### To be done
Return every line below that contains the word "hand", copying each one in full.

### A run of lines
======
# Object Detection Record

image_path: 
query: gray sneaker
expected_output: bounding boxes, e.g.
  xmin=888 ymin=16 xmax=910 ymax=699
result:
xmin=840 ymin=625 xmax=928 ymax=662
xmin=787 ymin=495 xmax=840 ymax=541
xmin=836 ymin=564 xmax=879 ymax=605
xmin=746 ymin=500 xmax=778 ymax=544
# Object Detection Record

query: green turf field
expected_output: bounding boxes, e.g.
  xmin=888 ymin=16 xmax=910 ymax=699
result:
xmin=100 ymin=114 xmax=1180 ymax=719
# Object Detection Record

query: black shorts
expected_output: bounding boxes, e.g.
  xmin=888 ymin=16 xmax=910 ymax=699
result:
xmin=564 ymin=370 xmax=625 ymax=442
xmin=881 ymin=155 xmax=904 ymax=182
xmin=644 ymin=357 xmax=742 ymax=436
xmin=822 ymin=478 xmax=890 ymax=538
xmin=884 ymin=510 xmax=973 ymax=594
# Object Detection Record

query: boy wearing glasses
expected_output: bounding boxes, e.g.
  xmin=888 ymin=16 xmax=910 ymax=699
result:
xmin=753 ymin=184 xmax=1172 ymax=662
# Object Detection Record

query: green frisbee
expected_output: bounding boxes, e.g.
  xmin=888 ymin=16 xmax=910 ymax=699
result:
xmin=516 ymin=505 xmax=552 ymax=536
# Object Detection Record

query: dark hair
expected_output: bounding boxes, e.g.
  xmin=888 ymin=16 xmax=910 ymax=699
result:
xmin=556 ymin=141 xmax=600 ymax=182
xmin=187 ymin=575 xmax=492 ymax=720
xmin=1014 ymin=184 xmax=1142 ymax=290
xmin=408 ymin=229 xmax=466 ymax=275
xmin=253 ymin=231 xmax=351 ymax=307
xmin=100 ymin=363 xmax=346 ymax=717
======
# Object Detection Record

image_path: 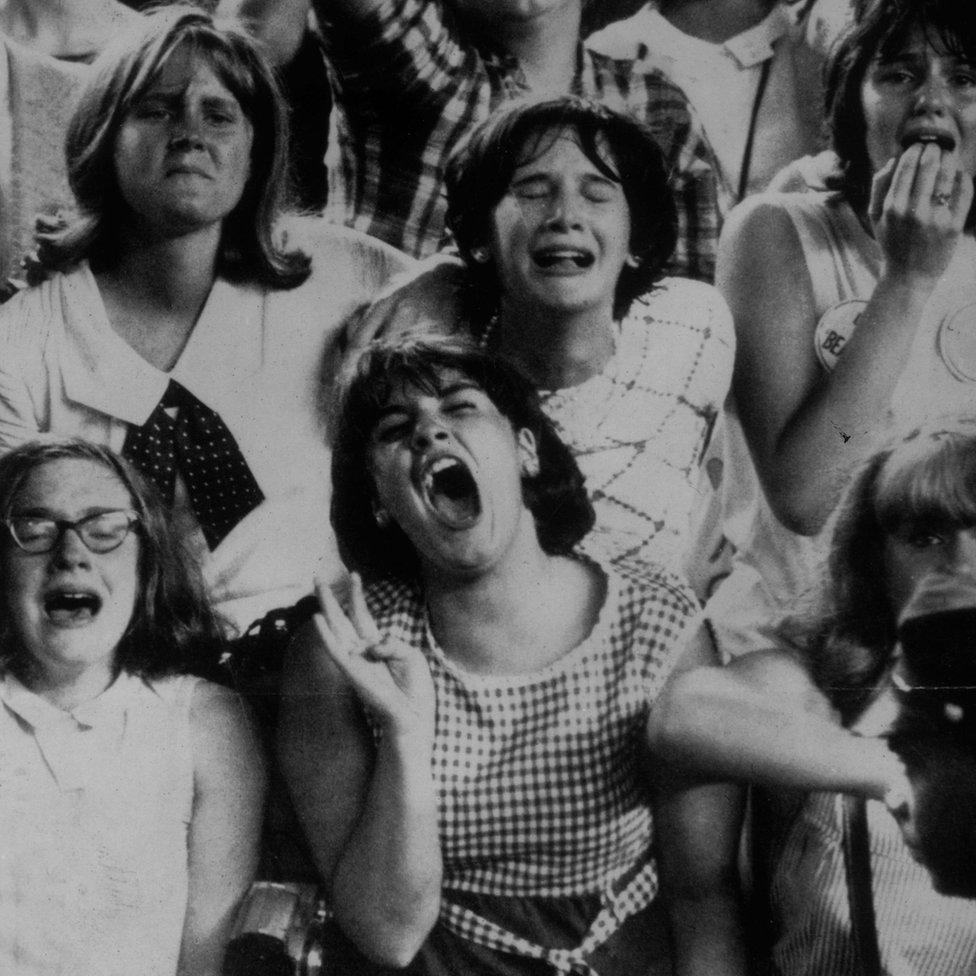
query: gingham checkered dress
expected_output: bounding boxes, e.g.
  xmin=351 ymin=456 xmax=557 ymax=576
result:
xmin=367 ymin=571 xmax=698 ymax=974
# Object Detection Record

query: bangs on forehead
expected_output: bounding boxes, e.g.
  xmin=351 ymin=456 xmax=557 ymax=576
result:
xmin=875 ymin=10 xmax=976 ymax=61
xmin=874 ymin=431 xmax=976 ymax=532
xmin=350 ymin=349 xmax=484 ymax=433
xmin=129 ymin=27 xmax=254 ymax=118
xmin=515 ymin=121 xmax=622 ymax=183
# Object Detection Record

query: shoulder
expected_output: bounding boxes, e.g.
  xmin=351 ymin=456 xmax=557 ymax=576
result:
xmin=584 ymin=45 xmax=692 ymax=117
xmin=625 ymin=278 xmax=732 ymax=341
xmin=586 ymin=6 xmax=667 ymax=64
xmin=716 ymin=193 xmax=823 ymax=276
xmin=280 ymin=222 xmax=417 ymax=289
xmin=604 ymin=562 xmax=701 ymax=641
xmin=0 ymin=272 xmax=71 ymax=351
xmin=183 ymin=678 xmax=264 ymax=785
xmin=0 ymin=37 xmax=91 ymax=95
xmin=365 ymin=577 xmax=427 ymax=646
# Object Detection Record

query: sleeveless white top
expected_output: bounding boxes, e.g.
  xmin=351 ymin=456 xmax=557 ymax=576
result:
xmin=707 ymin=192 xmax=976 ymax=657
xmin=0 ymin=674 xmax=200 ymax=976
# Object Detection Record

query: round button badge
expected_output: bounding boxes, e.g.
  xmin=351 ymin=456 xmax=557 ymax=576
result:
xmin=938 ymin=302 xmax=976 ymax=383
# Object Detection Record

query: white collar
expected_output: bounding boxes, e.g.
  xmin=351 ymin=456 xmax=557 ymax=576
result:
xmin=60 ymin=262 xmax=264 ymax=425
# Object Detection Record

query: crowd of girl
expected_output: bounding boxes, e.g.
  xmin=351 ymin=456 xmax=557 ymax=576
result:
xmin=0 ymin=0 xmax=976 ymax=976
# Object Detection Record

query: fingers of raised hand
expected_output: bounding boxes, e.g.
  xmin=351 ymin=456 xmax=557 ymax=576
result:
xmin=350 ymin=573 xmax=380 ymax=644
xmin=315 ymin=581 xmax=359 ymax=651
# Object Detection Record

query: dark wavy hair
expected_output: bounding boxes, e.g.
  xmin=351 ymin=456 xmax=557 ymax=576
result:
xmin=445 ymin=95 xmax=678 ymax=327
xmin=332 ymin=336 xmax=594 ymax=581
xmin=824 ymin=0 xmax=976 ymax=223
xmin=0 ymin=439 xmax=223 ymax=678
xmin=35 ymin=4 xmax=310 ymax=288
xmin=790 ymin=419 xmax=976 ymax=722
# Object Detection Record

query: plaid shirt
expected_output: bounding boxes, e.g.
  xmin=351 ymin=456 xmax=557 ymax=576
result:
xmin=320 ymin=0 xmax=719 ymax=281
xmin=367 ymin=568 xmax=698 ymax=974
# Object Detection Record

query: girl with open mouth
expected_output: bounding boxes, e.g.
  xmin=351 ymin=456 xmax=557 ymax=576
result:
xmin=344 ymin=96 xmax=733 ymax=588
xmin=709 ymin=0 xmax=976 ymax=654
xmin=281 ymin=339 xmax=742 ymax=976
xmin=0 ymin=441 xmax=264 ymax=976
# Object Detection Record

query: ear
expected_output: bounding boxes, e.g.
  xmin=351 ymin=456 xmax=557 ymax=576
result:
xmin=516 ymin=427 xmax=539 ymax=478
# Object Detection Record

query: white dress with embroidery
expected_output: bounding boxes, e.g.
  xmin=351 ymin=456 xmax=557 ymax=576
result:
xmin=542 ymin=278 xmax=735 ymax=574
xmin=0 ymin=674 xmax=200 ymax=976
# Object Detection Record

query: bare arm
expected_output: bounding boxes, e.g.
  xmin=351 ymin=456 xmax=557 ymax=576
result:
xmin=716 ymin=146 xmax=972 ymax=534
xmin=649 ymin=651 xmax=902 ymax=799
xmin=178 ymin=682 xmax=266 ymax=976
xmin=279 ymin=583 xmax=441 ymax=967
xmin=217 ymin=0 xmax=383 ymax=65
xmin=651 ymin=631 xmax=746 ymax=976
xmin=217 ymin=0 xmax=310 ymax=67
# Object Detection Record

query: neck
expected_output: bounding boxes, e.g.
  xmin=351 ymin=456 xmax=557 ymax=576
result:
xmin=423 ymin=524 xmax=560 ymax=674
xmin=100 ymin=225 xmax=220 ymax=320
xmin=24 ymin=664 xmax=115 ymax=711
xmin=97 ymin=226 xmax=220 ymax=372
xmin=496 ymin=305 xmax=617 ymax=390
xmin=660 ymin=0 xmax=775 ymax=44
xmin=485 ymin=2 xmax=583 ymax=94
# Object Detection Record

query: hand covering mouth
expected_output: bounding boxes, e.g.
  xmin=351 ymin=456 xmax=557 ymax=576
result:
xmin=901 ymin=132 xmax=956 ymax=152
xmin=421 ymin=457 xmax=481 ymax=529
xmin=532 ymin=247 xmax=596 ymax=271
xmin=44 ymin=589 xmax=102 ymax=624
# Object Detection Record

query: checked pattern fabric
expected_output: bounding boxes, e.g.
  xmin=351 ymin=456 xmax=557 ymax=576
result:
======
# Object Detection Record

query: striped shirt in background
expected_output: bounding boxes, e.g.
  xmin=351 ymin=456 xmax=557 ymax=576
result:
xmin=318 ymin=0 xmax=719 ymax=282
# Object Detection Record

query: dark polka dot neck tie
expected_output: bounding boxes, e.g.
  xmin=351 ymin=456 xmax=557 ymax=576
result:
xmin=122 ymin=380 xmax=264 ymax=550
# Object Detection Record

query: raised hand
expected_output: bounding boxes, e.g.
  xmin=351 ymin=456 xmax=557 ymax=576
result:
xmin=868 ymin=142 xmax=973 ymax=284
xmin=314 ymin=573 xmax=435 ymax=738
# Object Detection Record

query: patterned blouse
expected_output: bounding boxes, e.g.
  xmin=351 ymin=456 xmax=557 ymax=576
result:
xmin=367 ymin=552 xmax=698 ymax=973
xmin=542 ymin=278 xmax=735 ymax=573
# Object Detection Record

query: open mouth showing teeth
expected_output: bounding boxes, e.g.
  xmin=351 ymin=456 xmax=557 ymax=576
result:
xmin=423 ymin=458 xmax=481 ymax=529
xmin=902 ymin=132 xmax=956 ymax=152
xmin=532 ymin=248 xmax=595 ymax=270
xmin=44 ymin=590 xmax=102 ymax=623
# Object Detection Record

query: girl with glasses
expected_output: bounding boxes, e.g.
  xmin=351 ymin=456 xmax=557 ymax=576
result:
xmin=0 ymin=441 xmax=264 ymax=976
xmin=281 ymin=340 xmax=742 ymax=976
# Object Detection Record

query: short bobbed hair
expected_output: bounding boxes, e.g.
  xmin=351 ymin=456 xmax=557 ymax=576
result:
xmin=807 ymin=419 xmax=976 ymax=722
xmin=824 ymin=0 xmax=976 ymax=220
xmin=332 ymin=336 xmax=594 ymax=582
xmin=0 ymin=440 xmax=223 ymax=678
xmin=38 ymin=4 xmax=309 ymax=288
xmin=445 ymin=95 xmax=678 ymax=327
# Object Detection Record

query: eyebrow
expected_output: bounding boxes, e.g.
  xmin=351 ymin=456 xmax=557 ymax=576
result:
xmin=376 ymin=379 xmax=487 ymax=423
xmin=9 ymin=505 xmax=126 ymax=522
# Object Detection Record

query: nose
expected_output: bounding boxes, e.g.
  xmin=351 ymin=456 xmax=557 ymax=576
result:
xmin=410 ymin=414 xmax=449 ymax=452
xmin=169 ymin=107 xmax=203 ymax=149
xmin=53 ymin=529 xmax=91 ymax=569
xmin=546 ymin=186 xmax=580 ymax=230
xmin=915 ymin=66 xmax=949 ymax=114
======
### The reply
query: fingers of raised hand
query: hand covering mouth
query: raised hand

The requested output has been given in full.